> **TASKS**:
A – Rewrite everything from "Visual Iconography: Participants" down to "the audio timeline." in the text on the 9 Beet Stretch 2.0, changing "icons" to "symbols".
B – According to the text on the 9 Beet Stretch 2.0, how many times its normal length is every note stretched out?

> **EXERCISE TEXT**:
Content starts
The Ambisonic Guild: 9 Beet Stretch 2.0 Ensemble

By transforming and combining the 9 Beet Stretch with existing elements of the participants’ work or other sources, their segment becomes a new piece of music belonging to a larger structure. The idea is to develop a system in which all components relate to one another as a whole but have enough individuality to stand as works in their own right.

The manifesto for this project states: “Don’t overthink it, experiment.”

The 9 Beet Stretch slows symphonic time so that movement is barely perceptible. What you hear in normal time as a happy Viennese melody lasting 5 or 10 seconds becomes minutes of slowly cascading overtones while a drumroll becomes a nightmarish avalanche. [d]  The participant musicians have experimented with granular synthesis, proprietary electronic processes, and organic sounds to elevate or normalize these stretched classical passages. The construction and manipulation of each segment have no limitations in terms of compositional values. It is impractical to think that audiences will listen to these recordings from beginning to end. Composing a score this long is quite an ambitious task, hence these compositions have been created according to the law of chance. Marshall McLuhan said: “When you brush media against other media, interesting and unexpected results often occur.” [e]  By means of pure experimentation Vs. careful composition the participant musicians have achieved extraordinary results.

THAT is the point of this exercise. However, the 9 Beet Stretch 2.0: Meta Tones remains recognizable in spirit if not in form, its frozen strings fraught with tense, frowning Beethoven-ness. Crawling across Beethoven’s magnum opus with a microscope, so to speak, with every note stretched out to 24 times its normal length, is frighteningly revealing. [f]

Visual Iconography: Participants

Each one of the participants has a very unique musical DNA. The visual iconography denotes everyone’s style. These icons have been used during the creation of the 9 Beet Stretch 2.0 to identify their placement in the audio timeline.

[a] https://en.wikipedia.org/wiki/Experimental_music / [b] https://en.wikipedia.org/wiki/Minimal_music
[c/d] https://www.quietamerican.org/9beet.html – [e] Ben Sisario, The New York Times – [f] Kyle Gann, The Village Voice – Marshall McLuhan – The Medium is the Massage: An Inventory of Effects Penguin Books

In your opinion, what is the merit of improvisation and experimentation?

“Trial and error,

they are always good. But as always it is the result that should count. Improvise, experiment what you want, throw away all in between and present something good.”
Content ends
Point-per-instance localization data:
Content starts
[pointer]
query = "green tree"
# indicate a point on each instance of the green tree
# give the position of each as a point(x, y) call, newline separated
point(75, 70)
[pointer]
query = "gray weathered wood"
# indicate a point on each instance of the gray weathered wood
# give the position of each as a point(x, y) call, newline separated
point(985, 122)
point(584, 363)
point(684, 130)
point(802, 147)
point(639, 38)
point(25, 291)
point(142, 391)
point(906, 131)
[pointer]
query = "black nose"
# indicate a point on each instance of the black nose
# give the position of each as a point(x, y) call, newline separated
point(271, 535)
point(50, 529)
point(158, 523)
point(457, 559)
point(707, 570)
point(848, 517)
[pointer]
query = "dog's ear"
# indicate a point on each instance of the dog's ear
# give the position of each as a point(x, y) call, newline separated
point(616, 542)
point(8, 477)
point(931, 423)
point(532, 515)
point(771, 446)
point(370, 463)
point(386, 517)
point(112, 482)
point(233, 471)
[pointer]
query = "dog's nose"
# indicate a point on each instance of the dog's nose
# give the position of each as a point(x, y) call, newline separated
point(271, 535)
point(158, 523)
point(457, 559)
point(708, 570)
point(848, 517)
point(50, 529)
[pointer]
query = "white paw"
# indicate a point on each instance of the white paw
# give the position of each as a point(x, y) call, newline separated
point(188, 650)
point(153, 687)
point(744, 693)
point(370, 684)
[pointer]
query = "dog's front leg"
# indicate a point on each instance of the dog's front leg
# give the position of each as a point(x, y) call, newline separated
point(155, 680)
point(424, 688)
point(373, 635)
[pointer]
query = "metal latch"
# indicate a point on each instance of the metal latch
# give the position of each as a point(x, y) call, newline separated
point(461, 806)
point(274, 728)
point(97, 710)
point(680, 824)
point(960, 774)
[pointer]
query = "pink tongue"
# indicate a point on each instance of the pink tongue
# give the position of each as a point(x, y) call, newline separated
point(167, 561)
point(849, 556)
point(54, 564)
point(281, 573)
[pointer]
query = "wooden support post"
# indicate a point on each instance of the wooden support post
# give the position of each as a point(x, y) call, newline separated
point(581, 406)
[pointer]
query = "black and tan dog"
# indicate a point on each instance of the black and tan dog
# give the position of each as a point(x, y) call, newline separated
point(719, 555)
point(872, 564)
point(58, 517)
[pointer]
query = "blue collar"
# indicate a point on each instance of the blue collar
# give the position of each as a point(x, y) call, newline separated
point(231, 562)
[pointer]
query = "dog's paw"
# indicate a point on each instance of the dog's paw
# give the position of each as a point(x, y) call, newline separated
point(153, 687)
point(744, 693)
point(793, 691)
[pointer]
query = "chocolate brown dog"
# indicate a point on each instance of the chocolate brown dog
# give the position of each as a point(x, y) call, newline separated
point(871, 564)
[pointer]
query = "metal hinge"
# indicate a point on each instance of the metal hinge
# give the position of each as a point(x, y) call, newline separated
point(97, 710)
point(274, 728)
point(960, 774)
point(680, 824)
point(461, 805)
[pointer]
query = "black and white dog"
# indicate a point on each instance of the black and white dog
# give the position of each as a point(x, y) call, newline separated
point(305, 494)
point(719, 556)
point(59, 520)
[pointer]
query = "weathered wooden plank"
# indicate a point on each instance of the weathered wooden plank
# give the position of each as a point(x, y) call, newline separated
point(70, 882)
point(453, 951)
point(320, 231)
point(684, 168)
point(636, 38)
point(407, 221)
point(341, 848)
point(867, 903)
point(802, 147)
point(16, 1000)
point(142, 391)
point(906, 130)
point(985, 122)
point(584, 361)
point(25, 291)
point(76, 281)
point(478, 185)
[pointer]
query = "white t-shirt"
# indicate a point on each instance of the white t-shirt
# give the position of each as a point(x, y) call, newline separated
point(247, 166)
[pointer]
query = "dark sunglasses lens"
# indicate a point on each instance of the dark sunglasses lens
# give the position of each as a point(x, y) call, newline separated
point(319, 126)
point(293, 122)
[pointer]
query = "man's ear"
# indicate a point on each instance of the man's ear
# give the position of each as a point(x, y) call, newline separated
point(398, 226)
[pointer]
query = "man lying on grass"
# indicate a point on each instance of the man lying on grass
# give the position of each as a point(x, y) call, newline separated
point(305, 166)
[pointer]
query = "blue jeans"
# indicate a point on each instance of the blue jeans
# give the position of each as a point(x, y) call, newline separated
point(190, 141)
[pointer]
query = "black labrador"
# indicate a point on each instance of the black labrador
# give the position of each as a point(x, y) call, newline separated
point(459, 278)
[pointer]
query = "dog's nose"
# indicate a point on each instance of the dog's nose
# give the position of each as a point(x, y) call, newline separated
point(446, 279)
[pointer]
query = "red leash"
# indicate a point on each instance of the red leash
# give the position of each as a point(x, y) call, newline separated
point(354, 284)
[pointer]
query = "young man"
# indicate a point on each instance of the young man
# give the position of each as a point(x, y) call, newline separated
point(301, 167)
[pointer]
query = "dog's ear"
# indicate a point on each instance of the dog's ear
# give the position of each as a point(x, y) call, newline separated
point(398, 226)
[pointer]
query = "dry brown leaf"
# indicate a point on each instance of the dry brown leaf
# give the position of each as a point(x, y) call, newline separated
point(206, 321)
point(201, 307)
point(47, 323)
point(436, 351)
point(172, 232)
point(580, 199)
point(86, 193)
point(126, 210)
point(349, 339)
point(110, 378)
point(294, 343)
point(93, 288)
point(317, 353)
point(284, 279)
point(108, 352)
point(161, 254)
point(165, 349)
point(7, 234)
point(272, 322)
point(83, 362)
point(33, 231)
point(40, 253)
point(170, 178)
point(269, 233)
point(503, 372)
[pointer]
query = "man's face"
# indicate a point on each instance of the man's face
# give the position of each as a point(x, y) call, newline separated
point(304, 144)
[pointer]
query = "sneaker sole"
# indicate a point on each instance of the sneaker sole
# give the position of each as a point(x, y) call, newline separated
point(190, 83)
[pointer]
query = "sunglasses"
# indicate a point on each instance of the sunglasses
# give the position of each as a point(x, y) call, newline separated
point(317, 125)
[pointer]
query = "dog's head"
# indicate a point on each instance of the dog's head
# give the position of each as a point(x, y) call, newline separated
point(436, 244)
Content ends
> **ANSWERS FOR THE EXERCISE**:
A –
Visual Iconography: Participants

Each one of the participants has a very unique musical DNA. The visual iconography denotes everyone’s style. These symbols have been used during the creation of the 9 Beet Stretch 2.0 to identify their placement in the audio timeline.

B – 24 times its normal length.